> _Source text_:
************
As of this writing, the European Union (EU) has set an ambitious target of reaching up to 70 percent recycling targets for waste, including plastic waste, by the time the year 2020 arrives. This applies to all of the EU's member countries and is being implemented in order to combat plastic pollution's environmental and health threats.
The problem is that even with recycling, the overall issues are not fully eradicated. The main reason is that there are hard limits to the number of times that plastics can be recycled before they simply aren't usable anymore. At that point, it becomes a problem of how to quickly dispose of them, and that is done through either burning them or simply chucking them out to the landfill. And that is where they can really become a problem, as plastics are not that biodegradable and can stay intact for hundreds of years.
Now, the EU has also begun to take that into account. In the search for a proper solution, the EU has funded the P4SB project, which aims to find innovative ways of getting rid of plastics once and for all. So far, they have already landed on one working solution, and it is rooted in the complex science of synthetic biology.
According to Nick Wierckx, the Project Coordinator for the P4SB project from Germany's RWTH Aachen University, their method involves simply breaking down plastics with the use of custom-made bacteria. "With our partners we have modified natural bacteria, producing new designs that can live off plastics and break them down into useful end products that can be used to make new, biodegradable plastics," he explained. "This effectively removes the damaging effects of plastic waste from the environment at the same time as producing economically attractive raw materials." (Related: Plastic BAN List highlights the 9 top sources of plastic pollution.)
Wierckx's team arrived at their innovative solution mainly due to the fact that it is a simple yet clearly viable option. After all, he said, bacterial decomposition is a universal thing in nature, and that all organic matter tends to break down into "nothing" over time. However, since man-made plastics are so new, bacteria still haven't had the chance to learn how to really process them. "So we are designing and creating new bacteria to do this in contained bioreactors," he said.
So far, the P4SB project's researchers have come up with a multi-stage process that can be done at a laboratory scale. And at the end of it all, they plan to look for ways of recovering molecules for PHA, a known source material for biodegradable plastics which bacteria tend to store inside themselves – just like how humans store fat in their bodies. If successful, the researchers could then pivot towards a new manufacturing phase that creates something new out of the recycled materials. And that would pretty much be the best case scenario for everyone.
************
> _Data_:
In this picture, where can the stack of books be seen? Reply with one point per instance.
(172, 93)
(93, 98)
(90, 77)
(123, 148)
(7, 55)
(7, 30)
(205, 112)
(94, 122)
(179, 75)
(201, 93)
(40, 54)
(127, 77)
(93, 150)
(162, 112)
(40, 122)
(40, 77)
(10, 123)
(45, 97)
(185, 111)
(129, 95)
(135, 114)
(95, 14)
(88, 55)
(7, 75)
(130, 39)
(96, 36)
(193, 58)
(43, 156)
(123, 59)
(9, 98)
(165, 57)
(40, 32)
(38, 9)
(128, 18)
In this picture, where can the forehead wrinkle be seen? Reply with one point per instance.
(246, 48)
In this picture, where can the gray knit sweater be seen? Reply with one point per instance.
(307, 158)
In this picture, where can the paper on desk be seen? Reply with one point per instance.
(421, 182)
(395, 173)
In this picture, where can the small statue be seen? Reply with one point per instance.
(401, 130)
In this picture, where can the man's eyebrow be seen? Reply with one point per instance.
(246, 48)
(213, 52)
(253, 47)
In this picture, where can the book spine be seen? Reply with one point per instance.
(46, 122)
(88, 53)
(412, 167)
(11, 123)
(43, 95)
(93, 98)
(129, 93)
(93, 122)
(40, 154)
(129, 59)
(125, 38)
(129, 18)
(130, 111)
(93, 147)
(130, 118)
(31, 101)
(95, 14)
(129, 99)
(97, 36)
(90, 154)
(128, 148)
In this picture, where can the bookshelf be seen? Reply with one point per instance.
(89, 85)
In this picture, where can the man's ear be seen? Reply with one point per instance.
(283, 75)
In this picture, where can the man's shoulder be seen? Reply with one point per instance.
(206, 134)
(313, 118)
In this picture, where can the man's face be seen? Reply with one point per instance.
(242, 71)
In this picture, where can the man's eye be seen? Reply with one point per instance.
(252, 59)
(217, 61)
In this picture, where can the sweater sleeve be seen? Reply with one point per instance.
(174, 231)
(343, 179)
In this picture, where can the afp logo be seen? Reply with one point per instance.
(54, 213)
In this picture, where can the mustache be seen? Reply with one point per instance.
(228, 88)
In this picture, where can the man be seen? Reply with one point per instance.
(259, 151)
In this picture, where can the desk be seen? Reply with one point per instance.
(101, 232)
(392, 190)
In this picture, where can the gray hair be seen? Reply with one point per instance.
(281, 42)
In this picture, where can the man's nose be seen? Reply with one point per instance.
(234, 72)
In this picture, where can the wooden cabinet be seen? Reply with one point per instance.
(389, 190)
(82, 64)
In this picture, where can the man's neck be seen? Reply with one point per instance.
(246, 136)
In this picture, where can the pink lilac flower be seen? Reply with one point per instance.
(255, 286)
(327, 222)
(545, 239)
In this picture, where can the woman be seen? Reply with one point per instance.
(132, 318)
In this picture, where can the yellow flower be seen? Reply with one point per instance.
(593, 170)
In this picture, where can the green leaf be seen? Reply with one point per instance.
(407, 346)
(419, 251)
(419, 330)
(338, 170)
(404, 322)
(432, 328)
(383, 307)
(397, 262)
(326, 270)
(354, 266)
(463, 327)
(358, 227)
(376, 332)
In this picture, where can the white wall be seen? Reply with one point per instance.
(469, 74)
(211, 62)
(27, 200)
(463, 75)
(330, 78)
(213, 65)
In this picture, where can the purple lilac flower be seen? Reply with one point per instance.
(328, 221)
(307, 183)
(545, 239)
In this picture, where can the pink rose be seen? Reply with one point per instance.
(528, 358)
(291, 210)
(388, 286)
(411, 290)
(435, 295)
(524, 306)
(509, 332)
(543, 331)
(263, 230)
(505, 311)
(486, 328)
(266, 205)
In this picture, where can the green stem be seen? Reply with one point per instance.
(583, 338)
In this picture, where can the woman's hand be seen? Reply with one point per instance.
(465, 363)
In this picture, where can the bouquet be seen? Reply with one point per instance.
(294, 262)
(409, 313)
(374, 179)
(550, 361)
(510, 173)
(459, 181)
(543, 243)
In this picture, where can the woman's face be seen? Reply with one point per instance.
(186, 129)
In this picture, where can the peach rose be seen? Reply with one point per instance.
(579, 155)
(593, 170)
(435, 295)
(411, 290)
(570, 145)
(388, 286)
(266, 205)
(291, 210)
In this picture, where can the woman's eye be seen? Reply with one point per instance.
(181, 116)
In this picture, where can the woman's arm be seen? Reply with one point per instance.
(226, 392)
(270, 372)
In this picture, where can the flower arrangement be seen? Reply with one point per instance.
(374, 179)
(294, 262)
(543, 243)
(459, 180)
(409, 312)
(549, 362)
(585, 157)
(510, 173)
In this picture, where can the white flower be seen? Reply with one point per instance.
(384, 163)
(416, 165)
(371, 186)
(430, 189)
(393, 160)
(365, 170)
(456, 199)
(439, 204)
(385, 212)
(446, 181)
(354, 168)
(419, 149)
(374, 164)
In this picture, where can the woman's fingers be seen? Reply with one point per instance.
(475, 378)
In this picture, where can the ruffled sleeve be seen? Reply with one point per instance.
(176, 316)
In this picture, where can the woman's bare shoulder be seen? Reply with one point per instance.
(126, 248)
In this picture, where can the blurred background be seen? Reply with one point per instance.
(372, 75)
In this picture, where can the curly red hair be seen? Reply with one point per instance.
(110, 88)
************
> _What the task requires_: Decide whether each statement agrees with the article on bacteria that break down plastic, answering yes or no and quoting the words from the article that settle it: (a) The EU recycling target covers every member country. (b) Nick Wierckx works at a university in the Netherlands. (c) The P4SB process can currently be carried out at a laboratory scale. The listing plays no part in the work here.

> _Worked solution_:
(a) Yes: "This applies to all of the EU's member countries"
(b) No: "Germany's RWTH Aachen University"
(c) Yes: "a multi-stage process that can be done at a laboratory scale"